- _Task instructions_
In full and without alteration, write out the records.

- _Material for this task_
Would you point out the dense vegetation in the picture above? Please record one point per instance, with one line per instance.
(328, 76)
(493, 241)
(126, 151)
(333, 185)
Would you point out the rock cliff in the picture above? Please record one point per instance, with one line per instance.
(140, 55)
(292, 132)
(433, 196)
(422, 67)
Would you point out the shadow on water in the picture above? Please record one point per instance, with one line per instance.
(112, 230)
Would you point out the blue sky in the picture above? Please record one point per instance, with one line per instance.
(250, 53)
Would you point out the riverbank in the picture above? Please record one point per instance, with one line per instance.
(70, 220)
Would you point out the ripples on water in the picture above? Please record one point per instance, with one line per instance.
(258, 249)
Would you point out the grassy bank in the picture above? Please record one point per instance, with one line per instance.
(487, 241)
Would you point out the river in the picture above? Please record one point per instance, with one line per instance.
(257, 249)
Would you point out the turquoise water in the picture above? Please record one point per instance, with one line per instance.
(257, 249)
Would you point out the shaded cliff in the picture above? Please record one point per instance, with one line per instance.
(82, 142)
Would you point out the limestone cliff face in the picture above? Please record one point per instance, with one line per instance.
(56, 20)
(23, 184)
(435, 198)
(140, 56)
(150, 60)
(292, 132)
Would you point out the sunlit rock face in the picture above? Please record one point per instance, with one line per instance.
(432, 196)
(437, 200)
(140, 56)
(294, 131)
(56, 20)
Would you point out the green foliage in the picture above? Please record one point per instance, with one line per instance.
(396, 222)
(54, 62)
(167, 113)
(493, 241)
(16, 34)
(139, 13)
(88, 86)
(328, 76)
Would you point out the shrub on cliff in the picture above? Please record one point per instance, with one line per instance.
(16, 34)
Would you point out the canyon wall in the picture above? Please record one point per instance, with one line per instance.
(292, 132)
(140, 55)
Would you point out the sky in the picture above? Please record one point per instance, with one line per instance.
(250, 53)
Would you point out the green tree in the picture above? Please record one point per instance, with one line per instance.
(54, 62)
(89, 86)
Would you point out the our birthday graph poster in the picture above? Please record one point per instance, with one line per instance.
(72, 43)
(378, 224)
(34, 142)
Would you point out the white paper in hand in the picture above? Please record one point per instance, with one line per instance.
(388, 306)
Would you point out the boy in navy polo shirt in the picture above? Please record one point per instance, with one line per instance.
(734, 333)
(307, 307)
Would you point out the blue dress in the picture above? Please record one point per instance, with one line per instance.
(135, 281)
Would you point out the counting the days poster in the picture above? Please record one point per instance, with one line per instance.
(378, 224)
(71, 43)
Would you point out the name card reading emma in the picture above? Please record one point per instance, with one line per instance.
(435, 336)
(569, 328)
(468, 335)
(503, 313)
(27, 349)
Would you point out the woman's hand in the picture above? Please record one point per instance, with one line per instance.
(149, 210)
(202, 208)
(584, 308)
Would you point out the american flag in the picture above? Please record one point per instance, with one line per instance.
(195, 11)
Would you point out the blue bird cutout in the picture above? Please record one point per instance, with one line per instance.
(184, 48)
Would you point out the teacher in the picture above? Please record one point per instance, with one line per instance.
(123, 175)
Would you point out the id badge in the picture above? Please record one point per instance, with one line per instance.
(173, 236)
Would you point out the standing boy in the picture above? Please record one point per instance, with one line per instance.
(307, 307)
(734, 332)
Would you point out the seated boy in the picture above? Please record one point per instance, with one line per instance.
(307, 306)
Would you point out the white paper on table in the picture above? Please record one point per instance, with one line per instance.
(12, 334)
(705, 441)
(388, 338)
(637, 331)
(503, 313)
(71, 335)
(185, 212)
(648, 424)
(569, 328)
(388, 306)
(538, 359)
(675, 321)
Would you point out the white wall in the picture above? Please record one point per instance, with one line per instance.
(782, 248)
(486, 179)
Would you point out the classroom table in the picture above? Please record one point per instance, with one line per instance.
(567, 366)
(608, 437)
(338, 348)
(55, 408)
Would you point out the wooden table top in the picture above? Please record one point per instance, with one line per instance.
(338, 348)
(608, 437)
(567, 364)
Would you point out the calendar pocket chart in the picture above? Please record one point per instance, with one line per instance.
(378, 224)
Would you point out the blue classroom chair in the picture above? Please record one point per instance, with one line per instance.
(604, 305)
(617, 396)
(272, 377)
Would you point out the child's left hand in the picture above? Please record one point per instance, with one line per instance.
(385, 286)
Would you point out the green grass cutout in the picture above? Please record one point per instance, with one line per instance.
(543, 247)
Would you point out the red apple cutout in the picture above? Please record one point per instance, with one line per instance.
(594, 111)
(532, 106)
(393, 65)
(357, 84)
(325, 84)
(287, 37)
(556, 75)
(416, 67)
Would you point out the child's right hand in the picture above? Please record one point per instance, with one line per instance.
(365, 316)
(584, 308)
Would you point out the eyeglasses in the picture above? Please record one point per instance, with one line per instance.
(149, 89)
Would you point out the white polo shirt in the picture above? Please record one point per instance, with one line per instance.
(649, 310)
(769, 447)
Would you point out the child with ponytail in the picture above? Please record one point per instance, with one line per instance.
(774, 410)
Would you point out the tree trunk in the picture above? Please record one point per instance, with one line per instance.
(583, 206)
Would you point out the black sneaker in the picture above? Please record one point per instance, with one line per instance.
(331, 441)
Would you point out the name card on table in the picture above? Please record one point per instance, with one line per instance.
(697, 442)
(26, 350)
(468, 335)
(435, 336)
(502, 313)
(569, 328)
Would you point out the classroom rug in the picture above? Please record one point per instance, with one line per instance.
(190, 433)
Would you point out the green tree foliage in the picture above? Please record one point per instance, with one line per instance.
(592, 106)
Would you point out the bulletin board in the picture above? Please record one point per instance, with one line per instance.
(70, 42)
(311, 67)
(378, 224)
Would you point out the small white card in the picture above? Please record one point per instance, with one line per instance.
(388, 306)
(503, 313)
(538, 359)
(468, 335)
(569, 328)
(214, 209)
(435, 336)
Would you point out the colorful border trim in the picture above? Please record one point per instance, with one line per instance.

- _Solution to this problem_
Would you point out the dense vegetation in the picture above? Please record one point per instance, with one line per instance.
(328, 76)
(493, 241)
(126, 151)
(333, 185)
Would you point out the rock cliff in the picture above? Please record one point per instance, with one line per instance.
(140, 55)
(292, 132)
(433, 196)
(422, 67)
Would you point out the shadow on water in the picture above? Please record one point per instance, with one line per instance.
(112, 230)
Would you point out the blue sky in the picture above? Please record one point per instance, with one line per instance.
(250, 53)
Would you point out the riverbank in the picture above? Please record one point per instance, with one line per instance.
(70, 220)
Would you point out the ripples on water in the picture above? Please record one point per instance, with one line per instance.
(258, 249)
Would you point out the grassy bank in the picture above? Please record one point per instance, with one line per instance.
(487, 241)
Would you point out the river in the picture above? Please record one point per instance, with one line per instance.
(257, 249)
Would you point out the turquoise water in the picture above? Please record one point per instance, with one line per instance.
(257, 249)
Would you point out the shaded cliff in the picture above? Please record one point per instance, with one line per instance.
(82, 142)
Would you point out the limestone cliff face in the picture above? Please record one point per instance, with one line per instance.
(56, 20)
(23, 184)
(435, 198)
(140, 56)
(150, 60)
(292, 132)
Would you point out the sunlit rock face in the picture above? Please record one point per instance, with one line per instance.
(432, 196)
(437, 200)
(140, 56)
(294, 131)
(56, 20)
Would you point out the green foliage in the picture above? Please record one point per instance, with one line per instance.
(396, 222)
(54, 62)
(167, 113)
(493, 241)
(16, 34)
(139, 13)
(88, 86)
(328, 76)
Would you point out the shrub on cliff in the picture above? Please record one point per instance, with one line per instance.
(16, 34)
Would you point out the canyon wall in the picture above? Please record one point per instance, with one line per instance.
(292, 132)
(140, 55)
Would you point out the sky in the picture above? Please record one point per instance, with one line per instance.
(250, 53)
Would you point out the green tree in the picture above? Please record one point per instance, with one line per instance.
(54, 62)
(89, 86)
Would you point out the our birthday graph poster in the picture above? Please record one point per instance, with one line per instance.
(72, 43)
(378, 224)
(34, 142)
Would you point out the white paper in hand in the picture above? Please record one point per instance, with one line per instance.
(388, 306)
Would you point out the boy in navy polo shirt in the picture above? Please record one point per instance, with one line per instance.
(734, 333)
(307, 307)
Would you point out the blue dress in the picture above? Please record one point per instance, with one line per instance.
(135, 281)
Would you point out the counting the days poster in the picture above? Please record one point per instance, with one line per instance.
(378, 224)
(71, 43)
Would you point out the name card reading emma in the picture above? Please record one point per instance, with one line per instance.
(435, 336)
(569, 328)
(468, 335)
(503, 313)
(27, 349)
Would you point out the woman's hand in the picture above? Please record one point per instance, with one line per instance.
(149, 210)
(202, 208)
(584, 308)
Would you point out the american flag in the picture above? Please record one point per instance, with one line per instance.
(195, 11)
Would you point out the blue bird cutout in the picture above? Please record one point per instance, with one line per instance.
(184, 48)
Would you point out the teacher in the picture above? Please record one point per instance, with one line per instance.
(123, 175)
Would you point out the id badge in the picture above? Please record one point per instance, with one line per instance.
(173, 236)
Would you point out the standing boy in the picture above? Please record one point per instance, with one line per instance.
(307, 307)
(734, 332)
Would you point out the seated boy in the picture above? Please record one point per instance, with one line per instance.
(307, 306)
Would you point out the white paper on table in the picture above? Please record one point per instance, with one line per instance.
(12, 334)
(705, 441)
(388, 338)
(637, 331)
(503, 313)
(71, 335)
(185, 212)
(648, 424)
(569, 328)
(388, 306)
(538, 359)
(675, 321)
Would you point out the white wall in the picture above? Please record one point per instance, with one line per instance.
(782, 248)
(486, 179)
Would you point out the classroom table in the picture above? Please record one point per instance, with one line per instance.
(567, 366)
(608, 437)
(338, 348)
(55, 408)
Would you point out the wooden table top in the picture above? Please record one point per instance, with one line per instance.
(338, 348)
(608, 437)
(567, 364)
Would you point out the calendar pocket chart in the picture above? Please record one point per instance, with one line per instance.
(378, 224)
Would you point out the blue classroom chair in the picture above? Please record one point per instance, with one line per instance.
(604, 305)
(617, 396)
(272, 377)
Would you point out the child's left hand in the picture above? Please record one point per instance, with one line per instance.
(385, 286)
Would you point out the green grass cutout in the picture above? Please record one point per instance, with one line per instance.
(543, 247)
Would you point out the red apple cutout in the picture above? Please record one point per instance, with one line per instance.
(594, 111)
(532, 106)
(393, 65)
(357, 84)
(325, 84)
(287, 37)
(556, 75)
(416, 67)
Would you point out the child's right hand in the picture above? Please record one point per instance, with one line per instance.
(365, 316)
(584, 308)
Would you point out the eyeglasses in the picture above? Please record one point per instance, with one line per instance.
(149, 89)
Would you point out the white polo shirt in the picture above? Please record one point per instance, with one line per instance.
(649, 310)
(769, 447)
Would you point out the child with ponytail in the picture above? Please record one point per instance, with one line per instance.
(774, 410)
Would you point out the tree trunk in the picture above? Please record one point per instance, with one line per instance.
(583, 206)
Would you point out the black sneaker in the picture above? Please record one point per instance, with one line per instance.
(331, 441)
Would you point out the name card on table in the picture above? Please record one point per instance, with one line per instance.
(697, 442)
(26, 350)
(468, 335)
(435, 336)
(502, 313)
(569, 328)
Would you point out the classroom rug in the picture above? Please record one point per instance, with one line per instance.
(190, 433)
Would you point out the green tree foliage in the picture above? Please record one point per instance, with one line per instance.
(592, 106)
Would you point out the bulletin board in the picture above? Please record one point per instance, with one line per instance.
(70, 42)
(311, 67)
(378, 224)
Would you point out the small white card in the picture above? Please record one point per instance, with one line per instance.
(388, 306)
(503, 313)
(538, 359)
(468, 335)
(569, 328)
(214, 209)
(435, 336)
Would you point out the colorful border trim in the picture above? Please record one point per instance, with one line per instance.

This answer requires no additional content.